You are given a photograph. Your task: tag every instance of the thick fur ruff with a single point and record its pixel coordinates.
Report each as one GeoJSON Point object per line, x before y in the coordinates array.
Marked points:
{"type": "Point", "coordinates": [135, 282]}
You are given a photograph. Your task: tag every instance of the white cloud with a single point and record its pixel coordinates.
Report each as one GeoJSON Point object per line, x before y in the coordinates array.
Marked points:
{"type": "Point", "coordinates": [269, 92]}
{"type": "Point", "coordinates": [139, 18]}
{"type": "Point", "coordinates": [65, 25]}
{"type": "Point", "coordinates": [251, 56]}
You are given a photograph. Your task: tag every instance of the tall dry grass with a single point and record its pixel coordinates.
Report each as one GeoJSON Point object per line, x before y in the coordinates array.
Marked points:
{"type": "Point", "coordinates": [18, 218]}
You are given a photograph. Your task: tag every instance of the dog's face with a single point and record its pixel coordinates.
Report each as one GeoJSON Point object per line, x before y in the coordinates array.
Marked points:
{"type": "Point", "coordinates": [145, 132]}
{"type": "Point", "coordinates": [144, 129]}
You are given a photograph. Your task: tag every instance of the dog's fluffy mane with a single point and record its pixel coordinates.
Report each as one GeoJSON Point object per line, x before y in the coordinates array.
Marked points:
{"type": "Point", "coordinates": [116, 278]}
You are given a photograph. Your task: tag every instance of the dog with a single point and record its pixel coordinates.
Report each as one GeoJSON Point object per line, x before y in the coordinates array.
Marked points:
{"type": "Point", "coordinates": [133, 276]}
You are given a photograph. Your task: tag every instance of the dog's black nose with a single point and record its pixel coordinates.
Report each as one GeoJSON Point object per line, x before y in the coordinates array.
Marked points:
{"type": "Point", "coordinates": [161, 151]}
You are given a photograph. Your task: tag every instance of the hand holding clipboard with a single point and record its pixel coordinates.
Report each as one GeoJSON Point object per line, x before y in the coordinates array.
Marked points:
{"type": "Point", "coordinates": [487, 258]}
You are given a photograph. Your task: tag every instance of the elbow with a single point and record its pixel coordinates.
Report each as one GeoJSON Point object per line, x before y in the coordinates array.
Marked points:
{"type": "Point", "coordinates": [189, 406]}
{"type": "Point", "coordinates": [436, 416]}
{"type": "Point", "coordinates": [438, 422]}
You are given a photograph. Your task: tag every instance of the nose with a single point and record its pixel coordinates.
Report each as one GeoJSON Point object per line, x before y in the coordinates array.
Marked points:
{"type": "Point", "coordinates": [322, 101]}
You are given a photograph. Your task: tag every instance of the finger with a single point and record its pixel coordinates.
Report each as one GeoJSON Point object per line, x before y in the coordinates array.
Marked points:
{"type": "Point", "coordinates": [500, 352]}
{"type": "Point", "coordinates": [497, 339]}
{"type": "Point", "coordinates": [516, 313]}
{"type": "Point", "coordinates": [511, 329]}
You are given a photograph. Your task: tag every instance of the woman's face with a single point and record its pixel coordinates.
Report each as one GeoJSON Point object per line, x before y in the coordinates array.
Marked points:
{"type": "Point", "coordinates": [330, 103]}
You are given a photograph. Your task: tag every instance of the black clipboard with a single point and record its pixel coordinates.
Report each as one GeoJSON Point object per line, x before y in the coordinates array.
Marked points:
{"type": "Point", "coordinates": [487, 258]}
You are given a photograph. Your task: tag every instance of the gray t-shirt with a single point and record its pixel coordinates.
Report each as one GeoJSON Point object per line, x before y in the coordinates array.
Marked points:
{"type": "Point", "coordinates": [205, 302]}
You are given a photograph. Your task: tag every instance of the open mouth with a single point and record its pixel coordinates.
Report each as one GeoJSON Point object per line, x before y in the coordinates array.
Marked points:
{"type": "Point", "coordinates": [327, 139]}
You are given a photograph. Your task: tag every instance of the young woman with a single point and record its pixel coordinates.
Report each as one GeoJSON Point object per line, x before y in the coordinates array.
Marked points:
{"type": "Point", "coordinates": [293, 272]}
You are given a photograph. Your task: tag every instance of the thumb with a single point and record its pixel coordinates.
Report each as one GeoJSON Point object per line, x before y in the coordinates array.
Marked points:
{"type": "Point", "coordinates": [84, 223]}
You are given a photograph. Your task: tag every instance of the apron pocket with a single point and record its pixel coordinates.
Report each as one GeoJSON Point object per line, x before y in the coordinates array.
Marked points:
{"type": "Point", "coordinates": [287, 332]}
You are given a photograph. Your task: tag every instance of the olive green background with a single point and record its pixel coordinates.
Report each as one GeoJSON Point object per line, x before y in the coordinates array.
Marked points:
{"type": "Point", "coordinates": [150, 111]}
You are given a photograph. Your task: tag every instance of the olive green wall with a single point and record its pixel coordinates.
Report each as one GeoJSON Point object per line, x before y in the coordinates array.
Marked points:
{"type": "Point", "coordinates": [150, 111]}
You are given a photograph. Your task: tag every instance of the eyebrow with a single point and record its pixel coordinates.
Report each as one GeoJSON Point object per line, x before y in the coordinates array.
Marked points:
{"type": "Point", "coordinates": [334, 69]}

= Your assignment =
From the listing above, copy out each line where the word "clipboard" appears.

= Result for this task =
You are given a photograph. Your task: tag every instance of the hand holding clipboard with a single point and record its pixel coordinates.
You are given a photograph. Your task: tag every instance of the black clipboard with a single point and record its pixel coordinates.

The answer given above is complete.